:: What to produce ::
Below is a listing to repeat exactly, with its pictures left out.

:: Given information ::
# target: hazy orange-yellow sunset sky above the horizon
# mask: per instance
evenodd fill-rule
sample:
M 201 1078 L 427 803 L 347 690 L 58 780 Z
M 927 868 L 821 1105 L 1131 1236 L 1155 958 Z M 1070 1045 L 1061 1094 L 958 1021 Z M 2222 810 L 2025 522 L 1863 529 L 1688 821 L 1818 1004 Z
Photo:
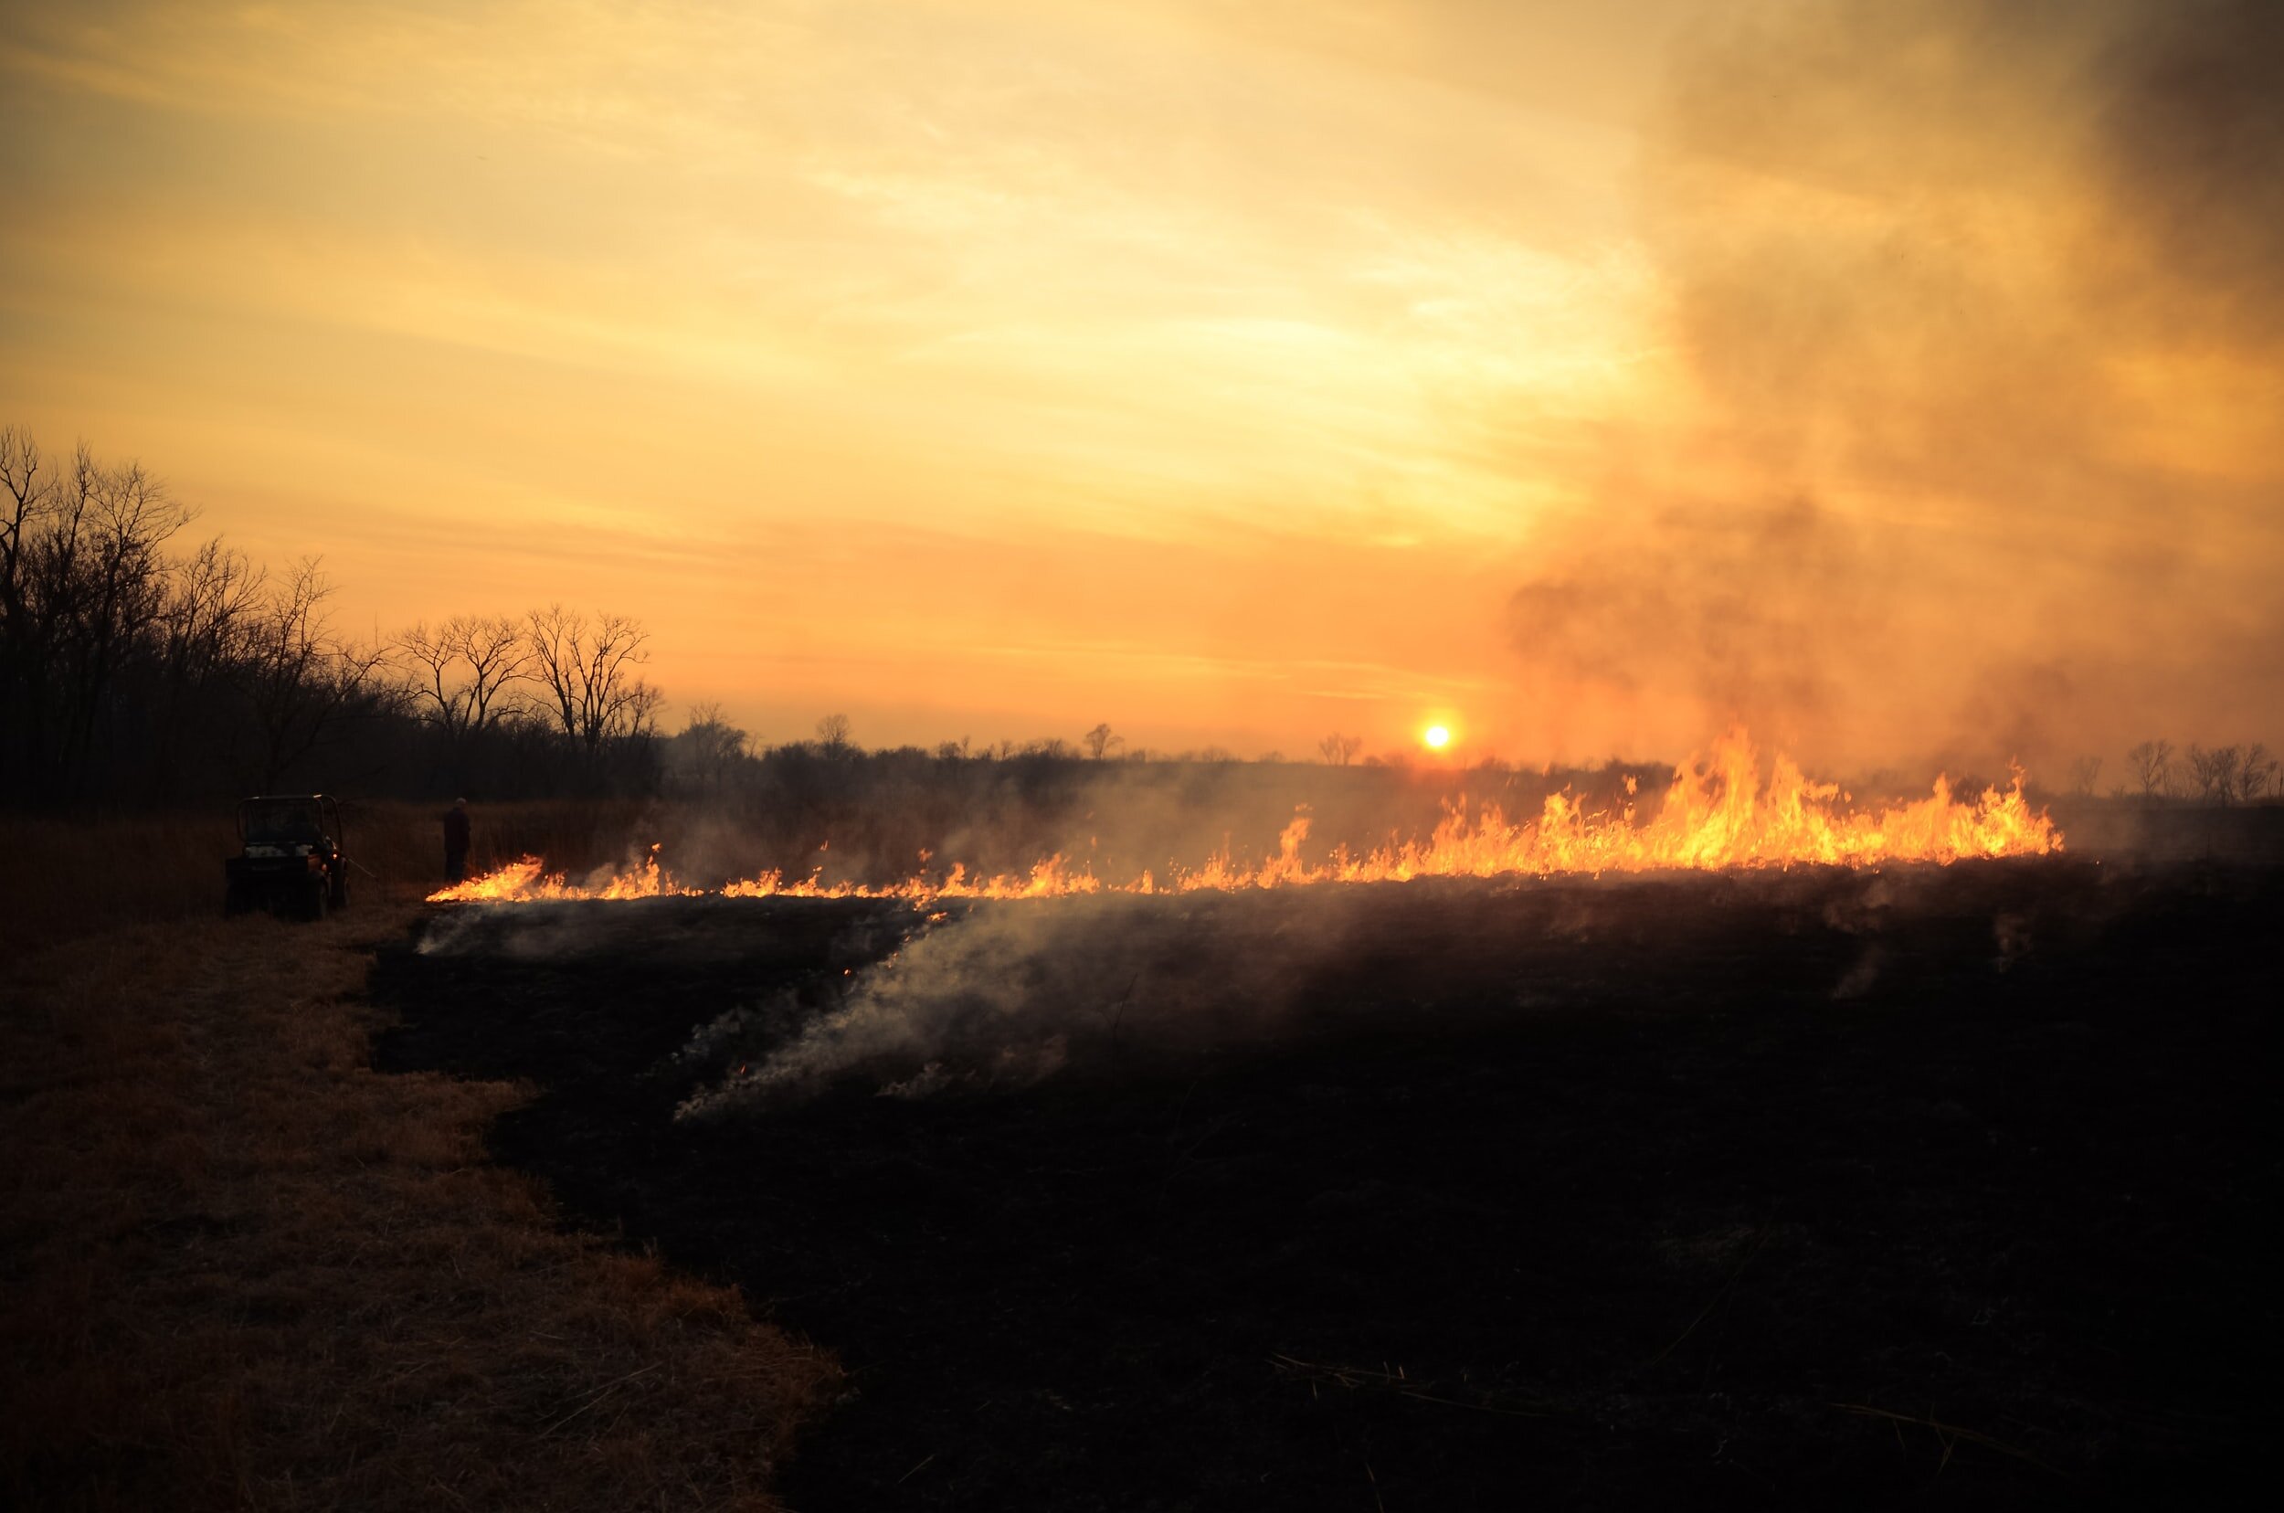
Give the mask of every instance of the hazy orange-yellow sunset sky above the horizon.
M 2101 39 L 1907 9 L 11 7 L 0 418 L 763 741 L 2259 738 L 2275 331 L 2051 318 Z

:: Your response ::
# target: hazy orange-yellow sunset sky above the horizon
# mask: per instance
evenodd fill-rule
sample:
M 201 1078 L 427 803 L 347 690 L 58 780 Z
M 927 868 L 821 1105 L 1131 1236 L 1155 958 Z M 1070 1045 L 1061 1094 L 958 1021 Z M 2222 810 L 2025 522 L 1863 529 L 1688 821 L 1818 1004 Z
Photo:
Give the mask of every instance of the hazy orange-yellow sunset sky above the horizon.
M 2101 39 L 1907 9 L 11 7 L 0 418 L 763 741 L 2259 738 L 2275 331 L 2051 318 Z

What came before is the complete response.